• [Registros del conjunto de datos]
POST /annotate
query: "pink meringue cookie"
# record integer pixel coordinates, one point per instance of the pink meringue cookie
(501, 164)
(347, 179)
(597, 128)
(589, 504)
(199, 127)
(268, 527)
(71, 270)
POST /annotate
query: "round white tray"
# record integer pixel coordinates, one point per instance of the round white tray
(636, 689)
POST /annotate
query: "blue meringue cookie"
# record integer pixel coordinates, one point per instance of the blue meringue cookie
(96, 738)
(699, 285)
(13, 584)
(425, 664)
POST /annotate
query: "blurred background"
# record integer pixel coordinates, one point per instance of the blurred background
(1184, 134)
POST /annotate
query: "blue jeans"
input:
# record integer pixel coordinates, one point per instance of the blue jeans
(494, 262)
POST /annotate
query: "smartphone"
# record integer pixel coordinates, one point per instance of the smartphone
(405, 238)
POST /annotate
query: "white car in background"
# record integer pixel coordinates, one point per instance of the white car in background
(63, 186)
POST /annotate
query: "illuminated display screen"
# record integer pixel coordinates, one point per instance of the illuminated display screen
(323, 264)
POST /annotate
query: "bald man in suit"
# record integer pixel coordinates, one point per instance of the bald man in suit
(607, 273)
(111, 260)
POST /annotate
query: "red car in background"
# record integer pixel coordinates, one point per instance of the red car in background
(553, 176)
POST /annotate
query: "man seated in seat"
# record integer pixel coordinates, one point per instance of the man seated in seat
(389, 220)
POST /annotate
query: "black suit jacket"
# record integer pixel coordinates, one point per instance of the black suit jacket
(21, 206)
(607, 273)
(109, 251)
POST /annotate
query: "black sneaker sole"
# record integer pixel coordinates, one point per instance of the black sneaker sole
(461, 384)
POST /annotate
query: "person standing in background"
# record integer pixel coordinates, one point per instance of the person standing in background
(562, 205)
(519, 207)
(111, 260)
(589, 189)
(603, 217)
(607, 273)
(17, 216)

• [TAREA PLANTEADA] Di cuántas líneas del listado contienen la palabra "white", teniendo en cuenta mayúsculas y minúsculas. Responde solo con el número.

• [RESPUESTA] 4